Anthonie Frits |
Dari seminar tersebut, tim perumus sudah merumuskan hasil seminar yang kemudian diserahkan ke berbagai pihak terkait, termasuk Kementerian Lingkungan Hidup dan Kehutanan (KLHK) di Jakarta.Dan berikut rumusan dari seminar tersebut :
2. Mengingat posisi penting keberadaan hutan di Pulau Jawa dan banyaknya permasalahan dan tantangan yang dihadapi, baik teknis kehutanan maupun sosial ekonominya, maka kebijakan strategi pengelolaan hutan di pulau terpadat di Indonesia harus dilakukan dengan hati-hati, dan didahului dengan kajian yang mendalam, komprehensif serta harus melibatkan para pihak
3. Putusan MK Nomor 91/PUU-XVIII/2020 tanggal 25 November 2021, menyatakan bahwa pembentukan UUCK melanggar UUD 1945 dan tidak mempunyai kekuatan hukum mengikat secara bersyarat sepanjang tidak dimaknai “tidak direvisi dalam waktu 2 tahun sejak putusan ini diucapkan”. Dalam putusan MK tersebut juga dinyatakan untuk menangguhkan segala tindakan/kebijakan yang bersifat strategis dan berdampak luas, serta tidak dibenarkan pula menerbitkan peraturan pelaksana baru yang berkaitan dengan Undang-Undang Nomor 11 Tahun 2020 tentang Cipta Kerja. Berkenaan dengan hal tersebut di atas, maka penerbitan SK.287/MENLHK/SETJEN/PLA.2/4/2022 tentang Penetapan KHDPK dengan luas 1,1 juta hektare yang merupakan kebijakan strategis dan berdampak luas dikhawatirkan akan mendorong pengurangan luas tutupan hutan dan peningkatan potensi konflik horisontal masyarakat
4. Selain itu, kebijakan KHDPK yang dikeluarkan Kementerian Lingkungan Hidup dan Kehutanan melalui SK.287/MENLHK/SETJEN/PLA.2/4/2022 tanggal 5 April 2022 yang belum dilengkapi dengan lampiran peta sebagai satu kesatuan dengan SK tersebut dapat menimbulkan multi interpretasi terhadap penentuan areal KHDPK dan dapat berakibat menimbulkan kegaduhan atau konflik sosial di tingkat akar rumput.

#### SOAL LATIHAN:
(1) Berdasarkan rumusan seminar tentang hutan di Pulau Jawa, tentukan apakah pernyataan berikut sesuai: (a) Putusan MK Nomor 91/PUU-XVIII/2020 bertanggal 25 November 2021; (b) SK.287 menetapkan KHDPK seluas 1,5 juta hektare; (c) SK.287 sudah dilengkapi lampiran peta. Jawab ya atau tidak untuk tiap pernyataan, disertai kutipan persis kata-kata rumusan yang menentukannya.
(2) Tuliskan sebagai daftar bernomor baris-baris data latihan dari awal data hingga baris yang memuat "top-left (165, 354), bottom-right (250, 399)", kedua ujungnya ikut. Lewati baris kosong.

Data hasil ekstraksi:
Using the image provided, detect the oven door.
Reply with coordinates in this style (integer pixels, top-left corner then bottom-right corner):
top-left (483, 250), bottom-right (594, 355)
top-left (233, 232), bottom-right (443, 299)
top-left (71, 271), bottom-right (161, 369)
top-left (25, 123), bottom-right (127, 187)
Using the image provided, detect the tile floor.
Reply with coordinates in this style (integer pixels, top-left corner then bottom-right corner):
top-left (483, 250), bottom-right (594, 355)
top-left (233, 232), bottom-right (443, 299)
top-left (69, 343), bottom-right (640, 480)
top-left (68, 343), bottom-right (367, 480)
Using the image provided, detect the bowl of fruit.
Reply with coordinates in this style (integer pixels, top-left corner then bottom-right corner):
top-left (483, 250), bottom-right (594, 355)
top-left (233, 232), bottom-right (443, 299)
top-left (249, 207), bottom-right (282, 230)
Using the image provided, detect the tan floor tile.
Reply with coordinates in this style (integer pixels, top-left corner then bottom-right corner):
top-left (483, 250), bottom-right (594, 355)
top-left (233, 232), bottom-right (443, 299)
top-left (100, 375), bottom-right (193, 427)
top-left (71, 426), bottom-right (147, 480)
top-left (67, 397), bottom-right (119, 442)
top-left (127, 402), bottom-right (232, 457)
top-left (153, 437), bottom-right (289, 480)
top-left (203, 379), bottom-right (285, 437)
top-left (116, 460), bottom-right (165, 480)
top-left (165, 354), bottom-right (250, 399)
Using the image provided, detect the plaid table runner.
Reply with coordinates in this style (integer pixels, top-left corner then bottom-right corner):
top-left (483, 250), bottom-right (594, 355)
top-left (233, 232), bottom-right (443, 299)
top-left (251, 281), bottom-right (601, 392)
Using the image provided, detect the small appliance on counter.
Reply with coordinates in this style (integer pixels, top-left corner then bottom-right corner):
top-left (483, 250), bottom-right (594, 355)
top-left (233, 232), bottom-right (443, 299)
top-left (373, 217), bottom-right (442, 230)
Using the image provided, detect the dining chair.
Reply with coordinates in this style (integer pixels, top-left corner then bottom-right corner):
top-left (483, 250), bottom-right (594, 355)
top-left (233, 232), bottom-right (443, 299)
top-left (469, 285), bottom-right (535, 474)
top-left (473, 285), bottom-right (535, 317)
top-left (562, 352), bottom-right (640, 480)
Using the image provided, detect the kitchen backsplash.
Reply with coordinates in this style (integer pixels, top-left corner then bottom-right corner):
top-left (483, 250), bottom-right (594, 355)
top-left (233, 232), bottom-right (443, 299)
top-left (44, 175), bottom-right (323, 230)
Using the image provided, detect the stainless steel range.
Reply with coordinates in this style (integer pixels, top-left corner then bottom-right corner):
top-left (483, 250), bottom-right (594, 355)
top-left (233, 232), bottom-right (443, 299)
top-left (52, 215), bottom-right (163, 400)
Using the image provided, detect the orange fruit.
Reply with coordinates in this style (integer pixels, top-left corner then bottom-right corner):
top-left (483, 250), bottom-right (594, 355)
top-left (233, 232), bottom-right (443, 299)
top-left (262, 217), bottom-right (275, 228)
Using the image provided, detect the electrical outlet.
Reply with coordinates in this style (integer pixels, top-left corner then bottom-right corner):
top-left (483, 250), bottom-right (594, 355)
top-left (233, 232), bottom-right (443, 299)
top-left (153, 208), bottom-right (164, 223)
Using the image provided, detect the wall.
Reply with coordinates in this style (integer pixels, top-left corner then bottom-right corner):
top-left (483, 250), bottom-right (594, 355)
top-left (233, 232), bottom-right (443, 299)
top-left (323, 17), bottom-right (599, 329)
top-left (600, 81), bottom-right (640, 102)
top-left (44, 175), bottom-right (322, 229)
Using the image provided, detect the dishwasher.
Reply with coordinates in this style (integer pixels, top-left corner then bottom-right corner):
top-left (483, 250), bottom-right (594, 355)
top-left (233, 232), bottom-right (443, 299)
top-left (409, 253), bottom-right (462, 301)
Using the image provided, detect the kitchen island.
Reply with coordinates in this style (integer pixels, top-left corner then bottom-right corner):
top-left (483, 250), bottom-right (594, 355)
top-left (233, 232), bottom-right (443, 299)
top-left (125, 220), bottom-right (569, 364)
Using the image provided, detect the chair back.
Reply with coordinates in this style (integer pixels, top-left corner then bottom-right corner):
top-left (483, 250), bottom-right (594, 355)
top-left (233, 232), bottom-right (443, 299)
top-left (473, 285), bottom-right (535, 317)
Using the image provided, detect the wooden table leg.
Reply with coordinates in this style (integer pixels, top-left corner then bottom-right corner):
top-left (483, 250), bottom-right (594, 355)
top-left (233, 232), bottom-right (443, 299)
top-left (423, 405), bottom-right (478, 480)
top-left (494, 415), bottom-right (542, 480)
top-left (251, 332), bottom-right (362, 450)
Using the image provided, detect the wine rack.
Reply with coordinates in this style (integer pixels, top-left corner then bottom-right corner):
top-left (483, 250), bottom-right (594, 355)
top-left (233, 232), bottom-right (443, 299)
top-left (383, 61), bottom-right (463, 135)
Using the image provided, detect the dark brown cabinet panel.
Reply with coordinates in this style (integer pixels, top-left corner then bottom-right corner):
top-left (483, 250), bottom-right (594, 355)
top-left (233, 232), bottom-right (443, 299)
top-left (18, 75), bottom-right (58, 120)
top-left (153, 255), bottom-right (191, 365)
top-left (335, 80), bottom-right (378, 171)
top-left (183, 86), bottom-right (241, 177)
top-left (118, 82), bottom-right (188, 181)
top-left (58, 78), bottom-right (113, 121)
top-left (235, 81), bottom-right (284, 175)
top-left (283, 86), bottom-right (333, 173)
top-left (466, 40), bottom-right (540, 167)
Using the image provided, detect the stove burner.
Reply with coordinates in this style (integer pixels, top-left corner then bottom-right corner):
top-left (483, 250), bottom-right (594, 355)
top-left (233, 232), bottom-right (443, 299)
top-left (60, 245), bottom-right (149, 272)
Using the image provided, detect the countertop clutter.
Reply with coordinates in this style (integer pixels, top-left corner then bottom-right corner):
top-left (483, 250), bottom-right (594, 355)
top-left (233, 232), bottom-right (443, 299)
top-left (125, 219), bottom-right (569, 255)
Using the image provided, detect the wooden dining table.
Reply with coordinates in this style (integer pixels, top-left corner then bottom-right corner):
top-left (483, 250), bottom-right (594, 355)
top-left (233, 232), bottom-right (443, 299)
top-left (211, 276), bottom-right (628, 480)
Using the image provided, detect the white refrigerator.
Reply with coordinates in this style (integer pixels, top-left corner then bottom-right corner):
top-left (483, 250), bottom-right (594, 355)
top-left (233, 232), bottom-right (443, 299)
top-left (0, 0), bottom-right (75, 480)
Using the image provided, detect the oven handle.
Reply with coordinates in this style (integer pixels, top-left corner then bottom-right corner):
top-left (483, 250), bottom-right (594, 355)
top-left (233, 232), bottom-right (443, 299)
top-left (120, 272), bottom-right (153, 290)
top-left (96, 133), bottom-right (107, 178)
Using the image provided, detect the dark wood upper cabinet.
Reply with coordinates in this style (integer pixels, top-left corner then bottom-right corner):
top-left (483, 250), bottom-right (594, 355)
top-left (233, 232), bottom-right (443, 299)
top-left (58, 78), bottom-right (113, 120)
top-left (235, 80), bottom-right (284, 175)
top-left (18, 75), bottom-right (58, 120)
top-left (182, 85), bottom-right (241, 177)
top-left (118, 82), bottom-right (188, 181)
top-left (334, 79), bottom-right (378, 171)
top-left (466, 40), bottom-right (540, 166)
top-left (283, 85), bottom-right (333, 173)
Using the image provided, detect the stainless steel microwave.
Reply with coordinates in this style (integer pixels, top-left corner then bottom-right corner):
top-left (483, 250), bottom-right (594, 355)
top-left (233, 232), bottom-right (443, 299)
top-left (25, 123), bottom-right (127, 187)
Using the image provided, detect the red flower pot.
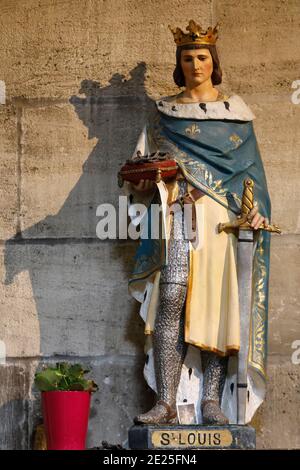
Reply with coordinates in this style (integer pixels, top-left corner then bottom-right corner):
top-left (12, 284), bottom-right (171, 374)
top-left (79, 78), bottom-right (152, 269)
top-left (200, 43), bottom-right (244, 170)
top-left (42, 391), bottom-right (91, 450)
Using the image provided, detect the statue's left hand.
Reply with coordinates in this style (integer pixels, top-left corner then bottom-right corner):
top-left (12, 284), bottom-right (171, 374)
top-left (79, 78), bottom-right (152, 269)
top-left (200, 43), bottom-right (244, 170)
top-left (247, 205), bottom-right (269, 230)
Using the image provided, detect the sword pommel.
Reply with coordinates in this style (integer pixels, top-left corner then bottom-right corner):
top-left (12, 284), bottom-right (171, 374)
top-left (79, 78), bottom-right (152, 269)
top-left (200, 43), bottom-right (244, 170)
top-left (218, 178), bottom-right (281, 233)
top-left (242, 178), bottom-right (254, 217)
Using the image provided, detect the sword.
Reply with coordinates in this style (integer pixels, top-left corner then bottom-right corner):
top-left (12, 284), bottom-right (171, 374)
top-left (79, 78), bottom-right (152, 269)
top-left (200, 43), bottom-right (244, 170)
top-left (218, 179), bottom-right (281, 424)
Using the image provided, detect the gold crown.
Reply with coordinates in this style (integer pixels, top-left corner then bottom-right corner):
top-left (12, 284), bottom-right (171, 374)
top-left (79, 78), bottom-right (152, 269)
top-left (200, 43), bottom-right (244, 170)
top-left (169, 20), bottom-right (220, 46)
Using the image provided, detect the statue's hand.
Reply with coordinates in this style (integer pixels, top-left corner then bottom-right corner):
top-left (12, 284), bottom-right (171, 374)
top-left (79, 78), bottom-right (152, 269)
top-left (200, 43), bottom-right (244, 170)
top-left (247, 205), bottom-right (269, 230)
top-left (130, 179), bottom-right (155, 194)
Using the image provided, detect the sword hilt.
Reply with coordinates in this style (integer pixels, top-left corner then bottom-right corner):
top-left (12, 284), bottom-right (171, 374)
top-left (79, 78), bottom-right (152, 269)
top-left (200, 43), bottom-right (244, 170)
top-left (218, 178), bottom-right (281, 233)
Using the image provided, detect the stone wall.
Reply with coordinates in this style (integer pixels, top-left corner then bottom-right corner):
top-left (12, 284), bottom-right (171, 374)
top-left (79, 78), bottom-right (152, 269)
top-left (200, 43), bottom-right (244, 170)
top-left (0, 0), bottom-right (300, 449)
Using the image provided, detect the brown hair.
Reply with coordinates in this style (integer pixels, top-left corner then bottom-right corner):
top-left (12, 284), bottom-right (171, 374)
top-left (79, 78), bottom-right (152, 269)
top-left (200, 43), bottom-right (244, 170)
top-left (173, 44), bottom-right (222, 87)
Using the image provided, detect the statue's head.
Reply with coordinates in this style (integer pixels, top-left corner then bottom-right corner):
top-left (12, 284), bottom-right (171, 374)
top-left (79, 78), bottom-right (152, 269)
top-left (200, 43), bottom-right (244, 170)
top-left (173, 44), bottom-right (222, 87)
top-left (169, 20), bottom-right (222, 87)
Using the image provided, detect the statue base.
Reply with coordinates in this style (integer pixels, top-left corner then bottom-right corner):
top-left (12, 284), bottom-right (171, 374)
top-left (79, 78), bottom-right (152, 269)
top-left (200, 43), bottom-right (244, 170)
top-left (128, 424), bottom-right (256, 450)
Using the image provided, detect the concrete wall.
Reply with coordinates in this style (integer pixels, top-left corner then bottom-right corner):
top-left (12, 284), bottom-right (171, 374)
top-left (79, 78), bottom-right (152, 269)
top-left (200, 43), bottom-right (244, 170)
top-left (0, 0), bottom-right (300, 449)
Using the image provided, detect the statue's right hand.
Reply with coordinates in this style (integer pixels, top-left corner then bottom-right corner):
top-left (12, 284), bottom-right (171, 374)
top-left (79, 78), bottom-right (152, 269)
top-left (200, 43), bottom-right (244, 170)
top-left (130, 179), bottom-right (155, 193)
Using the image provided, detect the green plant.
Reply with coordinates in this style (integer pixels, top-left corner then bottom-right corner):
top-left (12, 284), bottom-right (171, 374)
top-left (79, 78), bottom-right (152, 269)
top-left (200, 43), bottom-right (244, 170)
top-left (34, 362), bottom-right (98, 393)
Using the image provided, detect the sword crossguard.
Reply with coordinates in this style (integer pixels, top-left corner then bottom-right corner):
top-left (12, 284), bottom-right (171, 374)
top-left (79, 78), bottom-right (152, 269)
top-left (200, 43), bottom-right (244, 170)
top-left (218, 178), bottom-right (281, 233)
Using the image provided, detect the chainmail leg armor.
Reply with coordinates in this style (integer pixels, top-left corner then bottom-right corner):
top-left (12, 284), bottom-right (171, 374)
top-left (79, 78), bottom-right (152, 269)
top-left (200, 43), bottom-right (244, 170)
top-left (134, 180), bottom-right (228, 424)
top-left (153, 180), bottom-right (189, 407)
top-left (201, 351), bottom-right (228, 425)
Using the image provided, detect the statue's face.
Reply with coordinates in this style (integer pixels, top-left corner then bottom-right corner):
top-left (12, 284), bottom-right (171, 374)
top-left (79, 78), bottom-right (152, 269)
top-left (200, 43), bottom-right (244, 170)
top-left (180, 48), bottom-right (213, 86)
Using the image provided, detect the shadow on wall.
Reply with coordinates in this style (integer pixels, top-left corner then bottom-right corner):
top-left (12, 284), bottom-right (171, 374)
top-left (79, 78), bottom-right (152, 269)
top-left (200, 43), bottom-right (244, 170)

#### JAWABAN TIAP SOAL:
(1)
(a) Ya: "Putusan MK Nomor 91/PUU-XVIII/2020 tanggal 25 November 2021"
(b) Tidak: "Penetapan KHDPK dengan luas 1,1 juta hektare"
(c) Tidak: "belum dilengkapi dengan lampiran peta"

(2)
1. Using the image provided, detect the oven door.
2. Reply with coordinates in this style (integer pixels, top-left corner then bottom-right corner):
3. top-left (483, 250), bottom-right (594, 355)
4. top-left (233, 232), bottom-right (443, 299)
5. top-left (71, 271), bottom-right (161, 369)
6. top-left (25, 123), bottom-right (127, 187)
7. Using the image provided, detect the tile floor.
8. Reply with coordinates in this style (integer pixels, top-left corner then bottom-right corner):
9. top-left (483, 250), bottom-right (594, 355)
10. top-left (233, 232), bottom-right (443, 299)
11. top-left (69, 343), bottom-right (640, 480)
12. top-left (68, 343), bottom-right (367, 480)
13. Using the image provided, detect the bowl of fruit.
14. Reply with coordinates in this style (integer pixels, top-left corner then bottom-right corner):
15. top-left (483, 250), bottom-right (594, 355)
16. top-left (233, 232), bottom-right (443, 299)
17. top-left (249, 207), bottom-right (282, 230)
18. Using the image provided, detect the tan floor tile.
19. Reply with coordinates in this style (integer pixels, top-left corner then bottom-right corner):
20. top-left (483, 250), bottom-right (594, 355)
21. top-left (233, 232), bottom-right (443, 299)
22. top-left (100, 375), bottom-right (193, 427)
23. top-left (71, 426), bottom-right (147, 480)
24. top-left (67, 397), bottom-right (119, 442)
25. top-left (127, 402), bottom-right (232, 457)
26. top-left (153, 437), bottom-right (289, 480)
27. top-left (203, 379), bottom-right (285, 437)
28. top-left (116, 460), bottom-right (165, 480)
29. top-left (165, 354), bottom-right (250, 399)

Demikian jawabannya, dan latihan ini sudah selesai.